** Records provided **
....................
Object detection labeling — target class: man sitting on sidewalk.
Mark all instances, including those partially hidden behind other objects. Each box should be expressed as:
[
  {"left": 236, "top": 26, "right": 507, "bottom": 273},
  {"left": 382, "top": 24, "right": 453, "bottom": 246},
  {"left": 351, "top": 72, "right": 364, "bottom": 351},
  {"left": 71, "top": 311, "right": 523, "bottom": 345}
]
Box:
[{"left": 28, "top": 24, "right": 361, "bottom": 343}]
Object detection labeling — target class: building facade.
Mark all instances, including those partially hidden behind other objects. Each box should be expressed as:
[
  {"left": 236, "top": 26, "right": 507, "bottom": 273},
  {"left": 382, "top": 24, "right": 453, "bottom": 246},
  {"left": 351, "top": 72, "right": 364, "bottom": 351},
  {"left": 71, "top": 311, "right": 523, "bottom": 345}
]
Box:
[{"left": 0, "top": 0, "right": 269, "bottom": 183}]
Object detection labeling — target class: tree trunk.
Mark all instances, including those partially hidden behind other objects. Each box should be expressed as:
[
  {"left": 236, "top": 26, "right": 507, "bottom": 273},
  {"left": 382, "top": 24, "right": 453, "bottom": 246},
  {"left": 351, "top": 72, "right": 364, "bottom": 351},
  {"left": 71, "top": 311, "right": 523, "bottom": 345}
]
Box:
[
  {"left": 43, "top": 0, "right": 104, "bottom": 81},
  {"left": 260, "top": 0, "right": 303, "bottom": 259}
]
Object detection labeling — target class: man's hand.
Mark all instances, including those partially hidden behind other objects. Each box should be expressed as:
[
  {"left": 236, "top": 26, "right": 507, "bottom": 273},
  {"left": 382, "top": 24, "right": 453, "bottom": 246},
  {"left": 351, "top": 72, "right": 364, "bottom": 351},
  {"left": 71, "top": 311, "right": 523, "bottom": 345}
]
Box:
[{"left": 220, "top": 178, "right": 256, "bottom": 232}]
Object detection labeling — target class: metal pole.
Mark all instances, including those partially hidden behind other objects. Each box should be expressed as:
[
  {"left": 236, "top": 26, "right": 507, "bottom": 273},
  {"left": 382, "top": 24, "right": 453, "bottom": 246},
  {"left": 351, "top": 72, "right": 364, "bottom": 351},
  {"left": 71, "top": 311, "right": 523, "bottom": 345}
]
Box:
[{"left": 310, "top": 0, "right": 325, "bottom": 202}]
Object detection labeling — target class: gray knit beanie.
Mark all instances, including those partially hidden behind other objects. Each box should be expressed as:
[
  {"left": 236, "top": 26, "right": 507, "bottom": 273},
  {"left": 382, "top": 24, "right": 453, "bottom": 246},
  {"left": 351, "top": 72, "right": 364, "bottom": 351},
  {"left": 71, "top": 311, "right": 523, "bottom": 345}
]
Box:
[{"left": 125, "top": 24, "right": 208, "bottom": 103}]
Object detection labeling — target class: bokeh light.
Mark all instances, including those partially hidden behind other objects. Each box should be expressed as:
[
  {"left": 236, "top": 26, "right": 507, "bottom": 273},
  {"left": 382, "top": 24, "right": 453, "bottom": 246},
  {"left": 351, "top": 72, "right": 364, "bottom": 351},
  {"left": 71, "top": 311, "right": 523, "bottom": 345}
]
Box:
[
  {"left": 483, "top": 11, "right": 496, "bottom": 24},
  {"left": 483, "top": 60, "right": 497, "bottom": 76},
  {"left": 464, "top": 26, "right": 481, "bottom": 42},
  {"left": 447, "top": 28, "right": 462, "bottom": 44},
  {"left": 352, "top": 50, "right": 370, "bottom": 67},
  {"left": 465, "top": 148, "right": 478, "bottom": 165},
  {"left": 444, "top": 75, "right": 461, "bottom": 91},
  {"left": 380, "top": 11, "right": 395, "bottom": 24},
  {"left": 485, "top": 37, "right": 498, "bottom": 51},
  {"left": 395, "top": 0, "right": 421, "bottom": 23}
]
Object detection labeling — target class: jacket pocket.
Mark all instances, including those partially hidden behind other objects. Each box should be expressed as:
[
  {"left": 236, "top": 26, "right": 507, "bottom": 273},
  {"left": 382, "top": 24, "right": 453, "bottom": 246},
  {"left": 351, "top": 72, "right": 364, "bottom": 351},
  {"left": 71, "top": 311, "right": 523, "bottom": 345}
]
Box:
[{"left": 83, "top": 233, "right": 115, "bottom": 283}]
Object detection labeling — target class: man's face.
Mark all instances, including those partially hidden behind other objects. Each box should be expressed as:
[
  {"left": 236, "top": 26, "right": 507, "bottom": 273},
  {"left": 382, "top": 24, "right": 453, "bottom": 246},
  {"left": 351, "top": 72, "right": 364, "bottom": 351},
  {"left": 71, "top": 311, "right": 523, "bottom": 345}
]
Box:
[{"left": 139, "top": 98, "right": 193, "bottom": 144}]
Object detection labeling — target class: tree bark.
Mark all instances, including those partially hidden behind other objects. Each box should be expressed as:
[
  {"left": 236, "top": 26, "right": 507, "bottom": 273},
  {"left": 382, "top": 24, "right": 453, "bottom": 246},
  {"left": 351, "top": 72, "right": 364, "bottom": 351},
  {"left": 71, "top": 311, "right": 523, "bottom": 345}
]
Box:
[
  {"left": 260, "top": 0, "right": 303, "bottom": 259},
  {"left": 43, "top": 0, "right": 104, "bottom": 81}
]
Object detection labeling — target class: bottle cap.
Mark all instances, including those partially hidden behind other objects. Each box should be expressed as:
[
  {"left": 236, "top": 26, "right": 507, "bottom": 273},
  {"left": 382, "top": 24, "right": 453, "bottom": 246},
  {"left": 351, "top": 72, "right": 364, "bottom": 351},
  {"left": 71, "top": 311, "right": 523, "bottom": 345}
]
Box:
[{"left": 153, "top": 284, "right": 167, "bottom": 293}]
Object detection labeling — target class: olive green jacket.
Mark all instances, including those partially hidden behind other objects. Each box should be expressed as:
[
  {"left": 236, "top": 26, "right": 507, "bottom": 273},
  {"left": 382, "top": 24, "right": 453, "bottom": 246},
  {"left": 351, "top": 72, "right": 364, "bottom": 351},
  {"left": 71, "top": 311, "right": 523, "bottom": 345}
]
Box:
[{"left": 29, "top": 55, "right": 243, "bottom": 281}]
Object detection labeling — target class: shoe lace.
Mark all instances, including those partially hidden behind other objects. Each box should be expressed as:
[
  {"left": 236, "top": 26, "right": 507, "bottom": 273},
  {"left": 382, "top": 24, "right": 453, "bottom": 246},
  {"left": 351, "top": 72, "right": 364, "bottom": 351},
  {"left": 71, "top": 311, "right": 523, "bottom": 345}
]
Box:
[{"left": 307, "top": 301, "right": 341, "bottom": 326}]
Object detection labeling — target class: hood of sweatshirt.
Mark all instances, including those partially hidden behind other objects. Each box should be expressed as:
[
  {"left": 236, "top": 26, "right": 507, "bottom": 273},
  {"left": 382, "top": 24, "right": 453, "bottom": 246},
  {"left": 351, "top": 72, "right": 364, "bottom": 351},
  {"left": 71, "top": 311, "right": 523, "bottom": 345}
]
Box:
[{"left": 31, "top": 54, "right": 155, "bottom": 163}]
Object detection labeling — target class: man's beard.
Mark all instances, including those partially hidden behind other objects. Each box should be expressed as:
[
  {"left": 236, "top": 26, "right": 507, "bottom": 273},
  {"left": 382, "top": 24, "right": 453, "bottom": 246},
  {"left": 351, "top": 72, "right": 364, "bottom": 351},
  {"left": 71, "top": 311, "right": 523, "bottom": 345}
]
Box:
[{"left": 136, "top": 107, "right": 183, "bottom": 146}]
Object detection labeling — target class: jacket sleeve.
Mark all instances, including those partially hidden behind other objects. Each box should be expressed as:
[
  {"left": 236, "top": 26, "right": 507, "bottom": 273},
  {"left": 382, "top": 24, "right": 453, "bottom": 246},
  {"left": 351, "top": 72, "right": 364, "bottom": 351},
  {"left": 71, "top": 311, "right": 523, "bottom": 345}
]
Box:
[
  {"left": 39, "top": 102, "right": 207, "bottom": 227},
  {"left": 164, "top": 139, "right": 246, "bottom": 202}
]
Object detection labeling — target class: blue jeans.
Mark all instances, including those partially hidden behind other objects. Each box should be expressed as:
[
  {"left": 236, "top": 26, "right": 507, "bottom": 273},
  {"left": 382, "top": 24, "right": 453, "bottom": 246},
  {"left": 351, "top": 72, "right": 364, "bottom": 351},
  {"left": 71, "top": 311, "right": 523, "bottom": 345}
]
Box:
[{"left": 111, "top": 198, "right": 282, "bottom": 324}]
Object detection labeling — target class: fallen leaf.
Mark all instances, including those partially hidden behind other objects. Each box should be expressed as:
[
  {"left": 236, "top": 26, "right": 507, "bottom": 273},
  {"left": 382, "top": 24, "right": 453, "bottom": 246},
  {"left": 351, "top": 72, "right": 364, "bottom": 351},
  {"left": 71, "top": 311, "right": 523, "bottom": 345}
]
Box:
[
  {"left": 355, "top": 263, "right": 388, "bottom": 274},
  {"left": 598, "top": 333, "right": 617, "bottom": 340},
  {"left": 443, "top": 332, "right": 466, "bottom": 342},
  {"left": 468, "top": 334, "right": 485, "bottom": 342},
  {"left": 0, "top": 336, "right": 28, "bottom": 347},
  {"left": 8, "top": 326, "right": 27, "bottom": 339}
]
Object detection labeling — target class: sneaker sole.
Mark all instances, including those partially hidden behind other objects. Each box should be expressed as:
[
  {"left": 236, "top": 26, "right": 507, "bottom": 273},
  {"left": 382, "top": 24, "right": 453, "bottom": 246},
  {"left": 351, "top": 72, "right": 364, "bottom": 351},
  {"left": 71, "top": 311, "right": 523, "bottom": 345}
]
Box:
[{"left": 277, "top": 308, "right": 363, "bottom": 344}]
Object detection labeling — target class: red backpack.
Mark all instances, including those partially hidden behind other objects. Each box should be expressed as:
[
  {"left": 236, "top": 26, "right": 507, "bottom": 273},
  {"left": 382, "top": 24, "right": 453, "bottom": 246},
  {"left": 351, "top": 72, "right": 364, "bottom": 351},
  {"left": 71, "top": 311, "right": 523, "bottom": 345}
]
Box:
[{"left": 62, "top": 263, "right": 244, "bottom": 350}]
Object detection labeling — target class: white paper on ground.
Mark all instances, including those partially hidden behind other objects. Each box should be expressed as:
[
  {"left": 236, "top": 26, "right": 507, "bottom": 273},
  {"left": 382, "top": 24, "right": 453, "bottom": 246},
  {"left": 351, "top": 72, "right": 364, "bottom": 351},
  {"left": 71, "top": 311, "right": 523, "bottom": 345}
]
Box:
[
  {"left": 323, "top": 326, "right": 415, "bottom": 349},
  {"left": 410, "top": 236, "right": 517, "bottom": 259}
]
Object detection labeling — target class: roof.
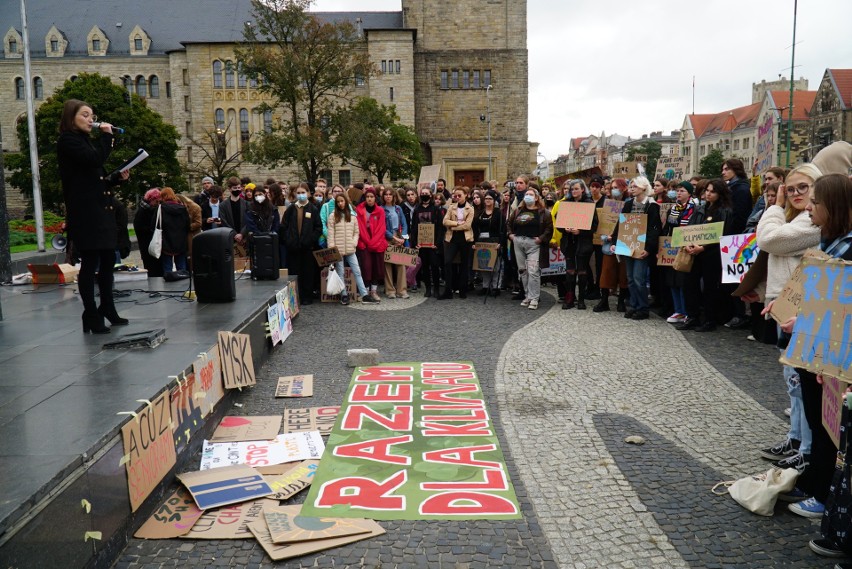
....................
** Exercise objective **
Show each line in the entries that holds the string "tree".

** Task solution **
Object detection labeling — target class: tree trunk.
Object detection labeling — target class: tree bark.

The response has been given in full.